Aangeleverde tekst —

* * * *

ECLI:NL:RBNHO:2013:8355

Rechtbank Noord-Holland

Datum uitspraak
24 juli 2013
Publicatiedatum
18 september 2013
Zaaknummer
HAA 13/1820
Instantie
Rechtbank Noord-Holland
Type
Uitspraak
Rechtsgebied
Bestuursrecht
Procedures
  • Vereenvoudigde behandeling
Rechters
  • J.M. Janse van Mantgem
Vindplaatsen
  • Rechtspraak.nl
AI samenvatting door LexboostAutomatisch gegenereerd

Niet-ontvankelijkheid beroep wegens niet tijdig nemen van een besluit op bezwaar en bewijs van verzending per fax

In deze zaak heeft eiser beroep ingesteld tegen het niet tijdig nemen van een besluit op bezwaar door verweerder, de Korpsbeheerder van de Politieregio Kennemerland. Eiser had op 4 april 2013 beroep aangetekend tegen de afwijzing van zijn verzoek om informatie op basis van de Wet openbaarheid van bestuur (Wob), dat betrekking had op de Mulderbeschikking. De rechtbank heeft de zaak versneld behandeld en toepassing gegeven aan artikel 8:54 van de Algemene wet bestuursrecht (Awb), waardoor een zitting niet nodig was.

De rechtbank overweegt dat volgens artikel 8:55b van de Awb de rechtbank binnen acht weken na ontvangst van het beroepschrift uitspraak moet doen, tenzij een zitting noodzakelijk is. Eiser heeft gesteld dat hij op 18 november 2012 een bezwaarschrift per fax heeft verzonden, maar verweerder heeft dit ontkend en aangegeven dat het bezwaarschrift pas op 5 april 2013 is ontvangen, als bijlage bij het beroepschrift. Verweerder heeft ook aangevoerd dat eiser het verkeerde faxnummer heeft gebruikt.

De rechtbank oordeelt dat de risico's van het verzenden per fax in beginsel voor rekening van de verzender komen. Eiser heeft weliswaar een mailbericht overgelegd dat aangeeft dat de fax succesvol is verzonden, maar dit vormt geen sluitend bewijs van ontvangst. Aangezien verweerder de ontvangst van het bezwaarschrift niet kan bevestigen en eiser niet voldoende aannemelijk heeft gemaakt dat hij het bezwaarschrift heeft verzonden, concludeert de rechtbank dat het bezwaarschrift niet is ontvangen.

* * * *

Uit te voeren taken —
(a) Geef bij elk van de volgende beweringen aan of deze overeenstemt met de tekst over de uitspraak. Antwoord telkens met ja of nee en citeer letterlijk de woorden uit de tekst die de doorslag geven.
(i) Eiser heeft op 4 april 2013 beroep aangetekend.
(ii) Volgens verweerder is het bezwaarschrift op 18 november 2012 ontvangen.
(iii) De rechtbank acht de risico's van verzending per fax in beginsel voor rekening van de verzender.
(b) Neem uit de tekst over de uitspraak het gedeelte letterlijk over dat begint bij de woorden "De rechtbank oordeelt" en stop na de woorden "niet is ontvangen.".

Getoonde regels —
* * * *

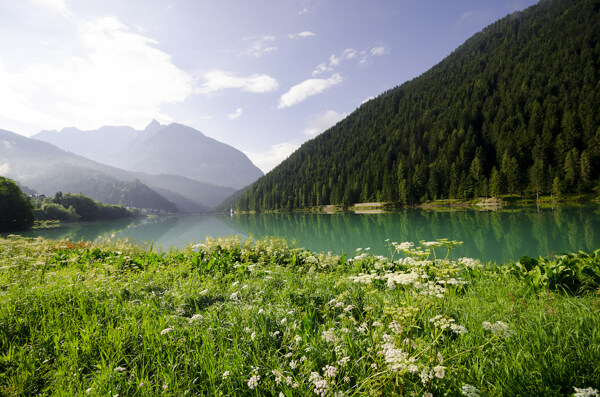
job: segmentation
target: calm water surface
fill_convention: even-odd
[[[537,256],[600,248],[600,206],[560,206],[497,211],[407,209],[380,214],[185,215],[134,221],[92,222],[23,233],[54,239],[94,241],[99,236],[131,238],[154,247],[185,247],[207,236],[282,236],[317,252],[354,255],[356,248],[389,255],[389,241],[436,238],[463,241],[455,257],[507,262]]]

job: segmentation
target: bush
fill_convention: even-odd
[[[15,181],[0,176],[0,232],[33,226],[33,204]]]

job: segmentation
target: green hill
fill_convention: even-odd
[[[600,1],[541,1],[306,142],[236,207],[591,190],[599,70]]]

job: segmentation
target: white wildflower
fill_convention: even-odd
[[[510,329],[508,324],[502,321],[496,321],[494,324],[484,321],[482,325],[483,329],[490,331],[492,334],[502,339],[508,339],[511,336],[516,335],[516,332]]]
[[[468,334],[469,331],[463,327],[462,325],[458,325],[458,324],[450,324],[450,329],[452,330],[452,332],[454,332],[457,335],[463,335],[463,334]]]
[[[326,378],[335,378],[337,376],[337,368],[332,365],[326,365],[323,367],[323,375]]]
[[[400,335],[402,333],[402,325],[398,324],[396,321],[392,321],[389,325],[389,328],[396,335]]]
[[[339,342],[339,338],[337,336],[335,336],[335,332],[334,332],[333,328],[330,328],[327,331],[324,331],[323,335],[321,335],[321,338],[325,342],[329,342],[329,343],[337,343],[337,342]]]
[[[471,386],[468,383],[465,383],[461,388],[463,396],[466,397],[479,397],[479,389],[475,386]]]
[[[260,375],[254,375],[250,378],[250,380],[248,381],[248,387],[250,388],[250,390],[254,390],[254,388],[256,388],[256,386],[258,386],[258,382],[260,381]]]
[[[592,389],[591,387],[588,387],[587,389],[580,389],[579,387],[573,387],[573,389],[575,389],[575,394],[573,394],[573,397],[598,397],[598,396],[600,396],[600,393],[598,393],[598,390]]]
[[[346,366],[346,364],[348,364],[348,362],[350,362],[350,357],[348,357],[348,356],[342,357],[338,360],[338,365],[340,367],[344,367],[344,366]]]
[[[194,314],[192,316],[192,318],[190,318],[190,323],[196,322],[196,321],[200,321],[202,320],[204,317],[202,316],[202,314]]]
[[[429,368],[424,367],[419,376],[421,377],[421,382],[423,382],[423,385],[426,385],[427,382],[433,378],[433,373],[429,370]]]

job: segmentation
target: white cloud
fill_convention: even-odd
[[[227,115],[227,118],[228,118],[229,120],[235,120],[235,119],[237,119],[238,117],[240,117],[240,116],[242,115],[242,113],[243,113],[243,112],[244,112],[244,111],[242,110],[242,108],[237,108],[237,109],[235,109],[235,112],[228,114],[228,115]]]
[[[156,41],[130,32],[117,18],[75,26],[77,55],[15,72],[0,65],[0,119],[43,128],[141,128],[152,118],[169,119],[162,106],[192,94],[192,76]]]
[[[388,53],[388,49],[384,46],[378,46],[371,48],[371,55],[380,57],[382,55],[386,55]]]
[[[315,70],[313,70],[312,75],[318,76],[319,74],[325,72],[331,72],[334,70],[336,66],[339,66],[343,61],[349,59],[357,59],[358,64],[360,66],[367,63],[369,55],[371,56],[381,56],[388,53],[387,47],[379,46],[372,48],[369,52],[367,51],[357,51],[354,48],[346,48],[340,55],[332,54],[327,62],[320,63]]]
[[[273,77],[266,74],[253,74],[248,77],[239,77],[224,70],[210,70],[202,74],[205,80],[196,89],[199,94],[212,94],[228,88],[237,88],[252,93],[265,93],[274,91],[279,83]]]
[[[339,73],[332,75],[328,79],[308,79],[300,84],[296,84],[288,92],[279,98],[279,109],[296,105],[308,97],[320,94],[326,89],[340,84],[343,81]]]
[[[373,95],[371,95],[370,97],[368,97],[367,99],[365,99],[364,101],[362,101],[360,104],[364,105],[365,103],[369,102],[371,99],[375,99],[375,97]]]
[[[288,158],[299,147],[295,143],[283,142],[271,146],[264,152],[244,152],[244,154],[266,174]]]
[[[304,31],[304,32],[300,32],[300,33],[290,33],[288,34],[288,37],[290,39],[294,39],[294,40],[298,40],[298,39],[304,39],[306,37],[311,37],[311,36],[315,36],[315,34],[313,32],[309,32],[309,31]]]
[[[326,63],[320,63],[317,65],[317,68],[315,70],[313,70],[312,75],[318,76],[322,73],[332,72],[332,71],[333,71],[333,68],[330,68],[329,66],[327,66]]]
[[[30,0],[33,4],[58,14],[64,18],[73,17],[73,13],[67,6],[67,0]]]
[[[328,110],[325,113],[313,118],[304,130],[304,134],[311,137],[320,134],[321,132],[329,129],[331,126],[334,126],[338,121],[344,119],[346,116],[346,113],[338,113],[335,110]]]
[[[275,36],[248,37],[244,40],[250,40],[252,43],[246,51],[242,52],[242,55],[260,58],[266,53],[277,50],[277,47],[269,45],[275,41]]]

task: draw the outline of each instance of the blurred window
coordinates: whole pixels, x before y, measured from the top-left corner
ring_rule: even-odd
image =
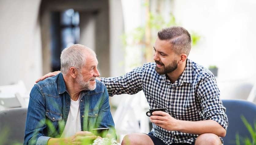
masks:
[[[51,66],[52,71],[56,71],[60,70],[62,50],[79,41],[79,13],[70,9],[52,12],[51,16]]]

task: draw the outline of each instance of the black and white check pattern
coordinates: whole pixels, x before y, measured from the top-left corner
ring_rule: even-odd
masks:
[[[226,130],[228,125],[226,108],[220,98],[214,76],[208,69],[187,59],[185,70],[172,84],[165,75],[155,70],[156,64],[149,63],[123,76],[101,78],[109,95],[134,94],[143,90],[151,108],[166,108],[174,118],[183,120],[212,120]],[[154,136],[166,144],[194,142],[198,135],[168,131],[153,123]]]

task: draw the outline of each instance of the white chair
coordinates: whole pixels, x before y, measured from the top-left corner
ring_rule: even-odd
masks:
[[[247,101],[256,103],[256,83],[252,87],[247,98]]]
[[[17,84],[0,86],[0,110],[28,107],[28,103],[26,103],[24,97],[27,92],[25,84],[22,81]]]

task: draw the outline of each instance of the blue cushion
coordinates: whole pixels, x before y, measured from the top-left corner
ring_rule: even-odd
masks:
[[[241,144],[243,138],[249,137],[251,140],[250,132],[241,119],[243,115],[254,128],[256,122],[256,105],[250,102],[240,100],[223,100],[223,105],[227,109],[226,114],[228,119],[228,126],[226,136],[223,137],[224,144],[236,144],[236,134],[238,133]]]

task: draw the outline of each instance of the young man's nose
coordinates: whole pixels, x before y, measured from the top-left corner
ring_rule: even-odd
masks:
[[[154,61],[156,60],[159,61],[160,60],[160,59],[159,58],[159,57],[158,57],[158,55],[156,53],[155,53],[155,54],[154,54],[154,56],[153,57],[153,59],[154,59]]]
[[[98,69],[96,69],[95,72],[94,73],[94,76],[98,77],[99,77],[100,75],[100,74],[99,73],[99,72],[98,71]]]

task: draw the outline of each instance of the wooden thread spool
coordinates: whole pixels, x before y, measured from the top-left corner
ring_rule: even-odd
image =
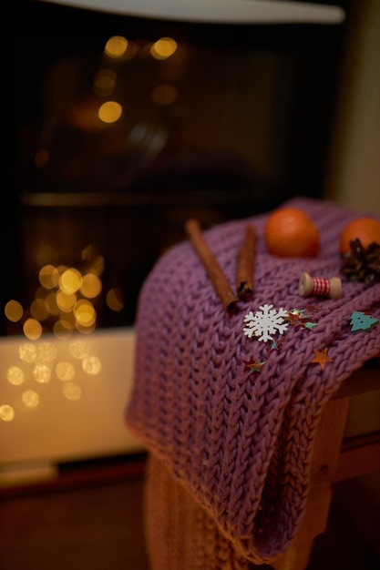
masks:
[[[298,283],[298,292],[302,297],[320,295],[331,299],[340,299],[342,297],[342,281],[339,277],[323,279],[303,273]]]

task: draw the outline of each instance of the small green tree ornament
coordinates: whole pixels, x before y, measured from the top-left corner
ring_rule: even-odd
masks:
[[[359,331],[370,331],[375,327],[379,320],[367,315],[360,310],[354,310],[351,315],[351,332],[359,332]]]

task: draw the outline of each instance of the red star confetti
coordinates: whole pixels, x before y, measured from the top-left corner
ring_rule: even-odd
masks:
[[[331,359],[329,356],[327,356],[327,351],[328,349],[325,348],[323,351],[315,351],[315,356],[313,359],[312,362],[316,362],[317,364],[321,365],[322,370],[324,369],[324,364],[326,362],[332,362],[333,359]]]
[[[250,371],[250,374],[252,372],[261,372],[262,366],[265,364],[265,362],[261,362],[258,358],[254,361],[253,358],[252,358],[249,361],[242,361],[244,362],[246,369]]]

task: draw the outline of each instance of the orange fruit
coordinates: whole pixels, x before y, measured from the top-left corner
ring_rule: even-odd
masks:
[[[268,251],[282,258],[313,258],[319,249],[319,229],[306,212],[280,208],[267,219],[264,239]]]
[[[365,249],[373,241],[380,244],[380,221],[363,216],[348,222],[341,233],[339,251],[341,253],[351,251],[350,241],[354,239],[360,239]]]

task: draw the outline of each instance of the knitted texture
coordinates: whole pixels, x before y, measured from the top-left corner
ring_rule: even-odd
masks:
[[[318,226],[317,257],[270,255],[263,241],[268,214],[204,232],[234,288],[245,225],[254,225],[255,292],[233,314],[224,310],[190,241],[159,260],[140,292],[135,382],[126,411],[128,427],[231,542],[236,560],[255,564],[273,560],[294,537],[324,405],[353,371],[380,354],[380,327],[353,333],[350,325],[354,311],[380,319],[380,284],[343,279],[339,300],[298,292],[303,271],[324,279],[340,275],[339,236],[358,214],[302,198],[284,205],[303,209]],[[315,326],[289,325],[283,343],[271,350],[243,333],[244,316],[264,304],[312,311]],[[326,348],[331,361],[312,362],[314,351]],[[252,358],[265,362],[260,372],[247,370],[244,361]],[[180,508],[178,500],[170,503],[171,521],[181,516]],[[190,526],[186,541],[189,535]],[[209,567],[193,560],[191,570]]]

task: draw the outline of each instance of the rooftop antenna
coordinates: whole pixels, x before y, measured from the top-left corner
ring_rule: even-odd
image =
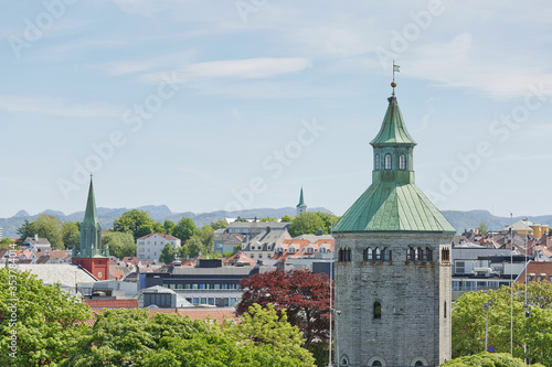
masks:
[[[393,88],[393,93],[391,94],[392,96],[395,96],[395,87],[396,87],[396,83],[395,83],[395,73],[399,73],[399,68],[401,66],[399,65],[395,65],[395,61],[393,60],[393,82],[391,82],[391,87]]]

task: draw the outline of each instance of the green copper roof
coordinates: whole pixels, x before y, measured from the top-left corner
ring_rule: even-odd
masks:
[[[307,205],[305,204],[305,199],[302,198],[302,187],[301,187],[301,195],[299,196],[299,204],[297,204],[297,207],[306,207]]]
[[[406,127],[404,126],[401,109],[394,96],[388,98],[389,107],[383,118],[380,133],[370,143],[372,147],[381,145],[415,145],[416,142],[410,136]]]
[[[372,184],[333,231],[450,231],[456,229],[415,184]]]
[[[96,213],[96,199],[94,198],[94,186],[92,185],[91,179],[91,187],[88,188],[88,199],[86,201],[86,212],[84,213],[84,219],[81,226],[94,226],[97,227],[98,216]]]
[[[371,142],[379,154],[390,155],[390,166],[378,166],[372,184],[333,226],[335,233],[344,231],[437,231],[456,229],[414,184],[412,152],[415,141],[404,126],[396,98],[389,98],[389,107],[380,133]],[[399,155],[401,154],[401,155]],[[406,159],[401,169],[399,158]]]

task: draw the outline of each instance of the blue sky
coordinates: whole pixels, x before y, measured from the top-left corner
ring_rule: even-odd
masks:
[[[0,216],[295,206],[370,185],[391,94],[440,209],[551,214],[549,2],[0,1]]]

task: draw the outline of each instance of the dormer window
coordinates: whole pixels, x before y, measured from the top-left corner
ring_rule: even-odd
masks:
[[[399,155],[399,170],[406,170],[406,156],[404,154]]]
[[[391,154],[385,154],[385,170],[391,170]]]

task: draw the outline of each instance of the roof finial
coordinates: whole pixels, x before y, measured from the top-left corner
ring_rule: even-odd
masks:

* * * *

Antwoorden —
(a)
(i) Ja: "Eiser had op 4 april 2013 beroep aangetekend"
(ii) Nee: "het bezwaarschrift pas op 5 april 2013 is ontvangen"
(iii) Ja: "de risico's van het verzenden per fax in beginsel voor rekening van de verzender komen"

(b)
De rechtbank oordeelt dat de risico's van het verzenden per fax in beginsel voor rekening van de verzender komen. Eiser heeft weliswaar een mailbericht overgelegd dat aangeeft dat de fax succesvol is verzonden, maar dit vormt geen sluitend bewijs van ontvangst. Aangezien verweerder de ontvangst van het bezwaarschrift niet kan bevestigen en eiser niet voldoende aannemelijk heeft gemaakt dat hij het bezwaarschrift heeft verzonden, concludeert de rechtbank dat het bezwaarschrift niet is ontvangen.